— Start of Text to read —
The past two weeks have been all about screwing things on to the deck.

First, I started with the swivelling block on the centre rail. When I first screwed this fitting in place, it was very tight and didn't rotate easily. So I took it apart and sprayed it with McLube, and I also hollowed out the top surface of the epoxy rail. This goes through to the purple filler but not into the cedar itself. Once that was done, I screwed it in place; I didn't have long enough Robertson pan head machine screws, but I did dig up some Phillips screws. They required grinding - not quite 2 1/2” long.

Next up were all the small blocks on the bevel blocks. Because it's a 2-series block, they require #6 machine screws - very thin, and it's important to not screw them through and into the bulkheads underneath. (As I've learnt, it's easy to twist the heads right off.)

One, two, three, four. (Compare to Mark's boat and Bram's boat. At first I thought I had the inner blocks forward, when they should have been back - but after orienting myself correctly I figured out I was ok.) I measure the depth of these by poking a paperclip with a hook on the end through, and seeing where it sticks (and how far in it goes). Then cut/grind the screw to length, roll in grease to get an even layer that covers the threads, and screw in place.

A number of the holes have accumulated gunk in them. For the holes in the bevel blocks, I used my drill with the bit going backwards; but that drives the goop in, and packs it in there. To resolve this problem, I used a drill bit that would fit through the nut at the end, and hand-drilled that in. This worked perfectly. To clear the wood/epoxy part of the hole (and not the metal threads), I use a drill bit of the correct diameter and hand-drill it into the hole. This pulls out a lot of the goop.

Next up was screwing the jib track in place. The deck has "sagged" just a tiny bit, and so I had to enlarge the holes ever so slightly outwards, so the screws would fit through. Once the holes were enlarged, I checked that the shock cord would fit through, and made a small divit in the correct spot. I mounted the screws once, but then realized that there was a sharp edge on the outside of the track - so I sanded & filed down the outer edge, and then screwed the rail back down. The screws here (like everywhere on the boat) are fairly tight - it's clear that some epoxy has gotten into the threads and made them tough. The only exception is the one special nut. I'm using 2 1/2” square-head screws for this; notice how Mark used allen-head bolts.
— End of Text to read —
— Start of Dataset —
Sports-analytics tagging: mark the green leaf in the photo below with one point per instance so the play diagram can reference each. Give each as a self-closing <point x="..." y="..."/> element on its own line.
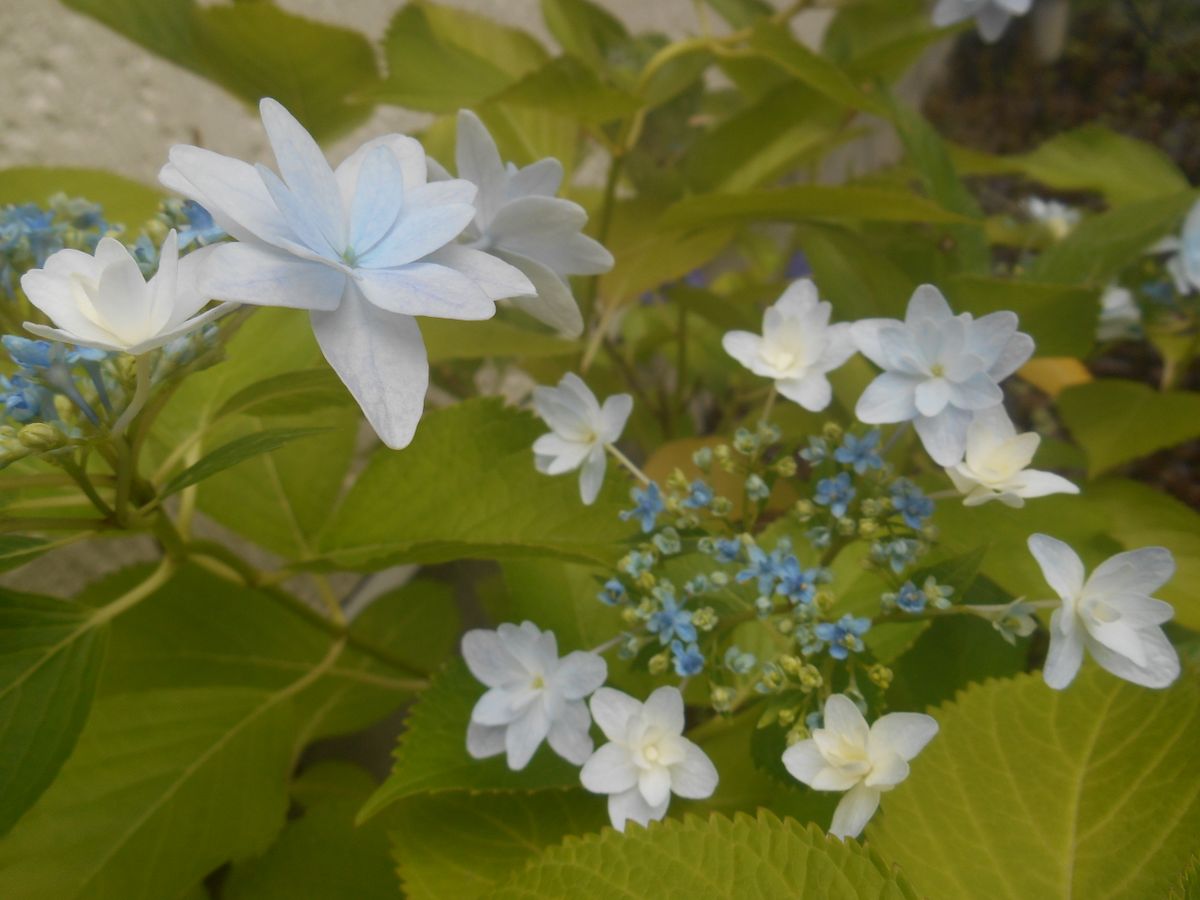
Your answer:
<point x="1117" y="421"/>
<point x="430" y="72"/>
<point x="321" y="855"/>
<point x="467" y="487"/>
<point x="1101" y="246"/>
<point x="125" y="202"/>
<point x="805" y="203"/>
<point x="163" y="787"/>
<point x="1090" y="792"/>
<point x="234" y="453"/>
<point x="567" y="87"/>
<point x="49" y="663"/>
<point x="743" y="857"/>
<point x="253" y="51"/>
<point x="1060" y="318"/>
<point x="585" y="30"/>
<point x="432" y="753"/>
<point x="777" y="43"/>
<point x="1087" y="159"/>
<point x="462" y="845"/>
<point x="288" y="393"/>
— End of Dataset —
### Tasks to complete
1 - Reproduce the passage of the account of fitting hardware to the deck starting with "First, I started" and going on through "heads right off.)".
2 - According to the account of fitting hardware to the deck, what size of machine screw do the 2-series blocks require?

### Answer list
1 -
First, I started with the swivelling block on the centre rail. When I first screwed this fitting in place, it was very tight and didn't rotate easily. So I took it apart and sprayed it with McLube, and I also hollowed out the top surface of the epoxy rail. This goes through to the purple filler but not into the cedar itself. Once that was done, I screwed it in place; I didn't have long enough Robertson pan head machine screws, but I did dig up some Phillips screws. They required grinding - not quite 2 1/2” long.

Next up were all the small blocks on the bevel blocks. Because it's a 2-series block, they require #6 machine screws - very thin, and it's important to not screw them through and into the bulkheads underneath. (As I've learnt, it's easy to twist the heads right off.)

2 - They require #6 machine screws.